• [Quoted text]:

Tocqueville also talked about excessive individualism, which he deplored. Individualism, he said, dries up the source of public virtues and ultimately converts itself into selfishness; the bond of human affections, he wrote, is loosened by our concern for individualism. Later on he modified this a bit to say that public opinion is an irresistible force that may encourage tyranny or at least the omnipotence of the majority. But that is not the American experience. Individualism is a sense that we are masters of our own souls, and although we are individuals we have the highest rate of membership in voluntary associations to be found in any democratic nation. How can you reconcile a commitment to individualism with this commitment to group enterprise? I think that in fact individualism to Americans means the ability for one person to chart his or her course, but it does not mean that we are selfish, it does not mean that we are indifferent to the interests of others, and it does not mean that we wish to impose on the opinions of others.

Tocqueville spent much of his time—and this is the best part of his book—in talking about how we resist majority opinion. All of these comments, I think, are familiar to most of you. He talked about freedom of association; interest groups are an evil, but a necessary one. Americans join interest groups because of the early absence of government, the tradition of weak government, and the influence of Protestant religions that are organized by self-governing communities of believers. He wrote about jury service as a way for individuals to participate in the political system. He noted that the federal system relied on township government, and this aided freedom by allowing people at the local level to combat the possibility of a larger and more powerful government. The only aristocracy to be found in the U.S. was the natural aristocracy of lawyers and judges. The American Bar Association has not quoted this as frequently as it might, perhaps because most Americans think that the distinction between aristocracy and the jurisprudential tradition is a bit wider than Tocqueville imagined.

• [Supplied data]:
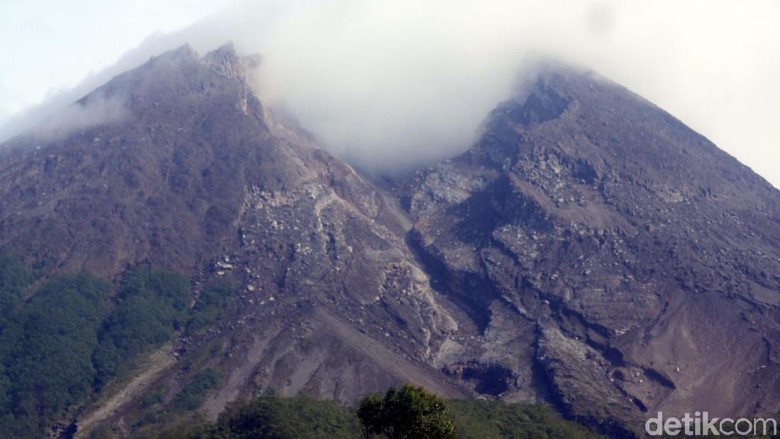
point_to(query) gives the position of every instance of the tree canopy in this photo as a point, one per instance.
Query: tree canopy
(406, 413)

• [Required tasks]:
1. According to the passage on Tocqueville, what reasons lead Americans to join interest groups? List all of them.
2. Write the next part of the passage on Tocqueville, picking up after its final sentence.
The lines after the Tocqueville passage play no part in this work.

• [Responses per task]:
1.
- The early absence of government
- The tradition of weak government
- The influence of Protestant religions that are organized by self-governing communities of believers

2.
Habits of the Heart

But his most interesting argument was that the mores and the habits of the people are what keep the U.S. great. As you all know, many countries have adopted a system of constitutional arrangements very similar to that which you find in the U.S. In Mexico, in the Philippines, indeed, in most of Latin America you find duplicates of the American Constitution. But despite these duplicates and despite the fact that some countries, like Argentina, are rich in natural resources, you do not find our tradition of settled government, a respect for the rights of others, and the slow emergence of freedom which leads you to give due regard to the interests of other people without abandoning your commitment to the country as a whole.

How can you explain this? Tocqueville said that our habits of the heart reflected self-interest rightly understood. Self-interest rightly understood is different from individualism; because individualism, he argued (I think wrongly) means withdrawal into a private sphere and the abandonment of collective and public action. But self-interest rightly understood means that individualism has to be tempered by the view that Americans feel it is in their interest to be perceived to be honest and reinforced by a religion which Americans practice without shame. This was in strict contrast with France. "In France," and I quote from him now, "the philosophers said that religious zeal will be extinguished as freedom and enlightenment increase. It is unfortunate that the facts do not accord with this theory." This is a remarkable view for somebody to have in 1835. Freedom, enlightenment, the expansion of human opportunities, not only did not temper religion in the U.S., they encouraged it by turning over religious development to people who were in a competitive struggle to build religious movements. The place where religion suffered was not the places where the English Enlightenment spread, it was in places such as France and Prussia where churches had once been controlled by the government. These government-controlled enterprises were highly vulnerable to political changes that led people to oppose religion as a consequence of opposing the party in power.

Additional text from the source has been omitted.